Aim of the task: Quote the chip-production passage verbatim, starting with "The larger wafers" and going on through "in February 2020.".

For example, there are two main approaches to chip production right now: using 200mm or 300mm wafers. This refers to the diameter of the circular silicon wafer that gets split into lots of tiny chips.
The larger wafers are more expensive and are often used for more advanced devices.
But there’s been a boom in demand for lower cost chips, which are embedded in an ever-wider variety of consumer products, meaning the older, 200mm technology is more sought after than ever.
Industry news site Semiconductor Engineering highlighted the risk of a chip shortage, partly due to a lack of 200mm manufacturing equipment, back in February 2020.
As the pandemic unfolded, early signs of fluctuating demand led to stockpiling and advance ordering of chips by some tech firms, which left others struggling to acquire the components.
People working from home have needed laptops, tablets and webcams to help them do their jobs, and chip factories did close during lockdowns.

Data records:
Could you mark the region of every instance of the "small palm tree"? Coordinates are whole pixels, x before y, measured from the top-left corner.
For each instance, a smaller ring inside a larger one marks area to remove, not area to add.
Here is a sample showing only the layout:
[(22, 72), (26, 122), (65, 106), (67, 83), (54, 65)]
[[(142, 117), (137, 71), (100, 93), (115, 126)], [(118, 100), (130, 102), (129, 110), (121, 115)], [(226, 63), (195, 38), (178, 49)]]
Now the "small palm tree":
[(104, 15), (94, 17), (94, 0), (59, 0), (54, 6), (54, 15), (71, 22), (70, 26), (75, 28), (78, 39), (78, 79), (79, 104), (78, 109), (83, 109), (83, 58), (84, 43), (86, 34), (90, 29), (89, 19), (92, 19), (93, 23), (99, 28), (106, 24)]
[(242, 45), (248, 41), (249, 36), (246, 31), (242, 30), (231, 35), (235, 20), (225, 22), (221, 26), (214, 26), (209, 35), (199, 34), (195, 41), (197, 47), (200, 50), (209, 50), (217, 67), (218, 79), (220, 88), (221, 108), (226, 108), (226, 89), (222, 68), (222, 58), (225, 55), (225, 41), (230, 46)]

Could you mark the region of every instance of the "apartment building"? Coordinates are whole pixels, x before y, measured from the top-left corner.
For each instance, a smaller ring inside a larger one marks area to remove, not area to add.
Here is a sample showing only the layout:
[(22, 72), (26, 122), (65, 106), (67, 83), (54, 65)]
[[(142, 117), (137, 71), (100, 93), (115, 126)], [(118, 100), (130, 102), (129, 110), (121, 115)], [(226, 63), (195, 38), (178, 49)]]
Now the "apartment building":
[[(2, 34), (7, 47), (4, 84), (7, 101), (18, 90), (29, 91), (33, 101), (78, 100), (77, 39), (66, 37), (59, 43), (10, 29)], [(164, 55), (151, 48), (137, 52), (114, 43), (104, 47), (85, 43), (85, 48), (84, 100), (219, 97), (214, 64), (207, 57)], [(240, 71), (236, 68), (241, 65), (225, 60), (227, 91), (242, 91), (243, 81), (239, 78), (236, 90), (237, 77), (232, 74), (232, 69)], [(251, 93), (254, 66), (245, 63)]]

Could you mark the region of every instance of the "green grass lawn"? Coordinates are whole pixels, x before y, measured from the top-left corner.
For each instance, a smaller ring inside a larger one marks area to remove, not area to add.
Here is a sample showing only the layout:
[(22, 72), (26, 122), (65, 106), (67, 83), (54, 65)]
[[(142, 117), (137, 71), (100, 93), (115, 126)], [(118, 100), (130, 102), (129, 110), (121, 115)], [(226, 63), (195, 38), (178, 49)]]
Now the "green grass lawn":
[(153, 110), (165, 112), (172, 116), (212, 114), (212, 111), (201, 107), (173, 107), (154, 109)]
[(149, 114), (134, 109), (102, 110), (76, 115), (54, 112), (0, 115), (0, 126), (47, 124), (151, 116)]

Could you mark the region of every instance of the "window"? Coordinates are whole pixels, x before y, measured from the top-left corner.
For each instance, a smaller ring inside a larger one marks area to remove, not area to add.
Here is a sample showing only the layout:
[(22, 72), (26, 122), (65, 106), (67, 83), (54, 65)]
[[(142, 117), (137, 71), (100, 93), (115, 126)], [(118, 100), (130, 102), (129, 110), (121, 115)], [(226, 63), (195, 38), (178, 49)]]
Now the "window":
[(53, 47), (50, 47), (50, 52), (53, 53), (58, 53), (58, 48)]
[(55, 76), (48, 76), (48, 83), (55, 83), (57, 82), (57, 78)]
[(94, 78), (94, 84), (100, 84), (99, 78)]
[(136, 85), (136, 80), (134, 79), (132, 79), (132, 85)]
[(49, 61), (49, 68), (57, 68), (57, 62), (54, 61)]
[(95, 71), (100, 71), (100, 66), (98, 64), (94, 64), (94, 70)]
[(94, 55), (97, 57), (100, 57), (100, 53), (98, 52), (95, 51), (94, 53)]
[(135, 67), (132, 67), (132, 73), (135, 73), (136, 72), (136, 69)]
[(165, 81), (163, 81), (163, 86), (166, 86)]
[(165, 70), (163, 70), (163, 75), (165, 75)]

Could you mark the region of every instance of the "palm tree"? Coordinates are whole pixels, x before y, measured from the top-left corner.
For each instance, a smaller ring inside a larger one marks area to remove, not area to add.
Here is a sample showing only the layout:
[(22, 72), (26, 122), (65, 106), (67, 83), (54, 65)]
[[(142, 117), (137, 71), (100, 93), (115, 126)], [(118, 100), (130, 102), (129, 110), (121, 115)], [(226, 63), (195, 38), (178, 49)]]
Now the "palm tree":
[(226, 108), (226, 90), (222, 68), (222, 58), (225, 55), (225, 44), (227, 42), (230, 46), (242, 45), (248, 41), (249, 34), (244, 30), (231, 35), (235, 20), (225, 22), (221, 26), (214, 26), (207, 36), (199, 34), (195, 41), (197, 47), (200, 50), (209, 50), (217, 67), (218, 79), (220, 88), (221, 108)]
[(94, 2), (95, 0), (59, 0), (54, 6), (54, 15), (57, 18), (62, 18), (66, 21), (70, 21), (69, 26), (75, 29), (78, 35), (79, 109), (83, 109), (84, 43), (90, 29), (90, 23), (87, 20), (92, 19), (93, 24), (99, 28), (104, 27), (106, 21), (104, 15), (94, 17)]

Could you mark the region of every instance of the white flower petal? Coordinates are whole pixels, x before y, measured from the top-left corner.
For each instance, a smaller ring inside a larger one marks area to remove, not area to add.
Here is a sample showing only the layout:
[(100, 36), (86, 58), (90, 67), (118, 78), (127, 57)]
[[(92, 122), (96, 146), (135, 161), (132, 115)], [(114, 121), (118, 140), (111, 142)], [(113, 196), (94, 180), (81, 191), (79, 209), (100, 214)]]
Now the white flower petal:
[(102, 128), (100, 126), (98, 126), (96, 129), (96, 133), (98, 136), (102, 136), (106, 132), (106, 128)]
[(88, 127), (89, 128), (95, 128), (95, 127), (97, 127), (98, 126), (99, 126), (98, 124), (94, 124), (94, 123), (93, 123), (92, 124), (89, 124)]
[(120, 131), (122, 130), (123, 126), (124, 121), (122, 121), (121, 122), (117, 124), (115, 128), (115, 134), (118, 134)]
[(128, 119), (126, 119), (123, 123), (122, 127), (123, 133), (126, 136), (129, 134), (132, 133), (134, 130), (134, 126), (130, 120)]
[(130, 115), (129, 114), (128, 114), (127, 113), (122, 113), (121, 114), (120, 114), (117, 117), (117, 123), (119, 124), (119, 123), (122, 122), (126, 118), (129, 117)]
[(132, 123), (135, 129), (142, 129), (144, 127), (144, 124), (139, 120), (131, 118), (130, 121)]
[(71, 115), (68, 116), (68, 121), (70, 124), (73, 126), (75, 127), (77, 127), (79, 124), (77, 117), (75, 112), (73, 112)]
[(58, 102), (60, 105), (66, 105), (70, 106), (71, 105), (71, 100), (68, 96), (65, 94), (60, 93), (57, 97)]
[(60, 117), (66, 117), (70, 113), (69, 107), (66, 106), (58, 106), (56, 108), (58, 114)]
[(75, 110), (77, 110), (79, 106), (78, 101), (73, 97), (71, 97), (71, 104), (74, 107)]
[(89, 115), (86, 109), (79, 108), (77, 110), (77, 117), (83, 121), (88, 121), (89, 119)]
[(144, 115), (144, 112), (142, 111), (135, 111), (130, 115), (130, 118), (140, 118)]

Task answer:
The larger wafers are more expensive and are often used for more advanced devices.
But there’s been a boom in demand for lower cost chips, which are embedded in an ever-wider variety of consumer products, meaning the older, 200mm technology is more sought after than ever.
Industry news site Semiconductor Engineering highlighted the risk of a chip shortage, partly due to a lack of 200mm manufacturing equipment, back in February 2020.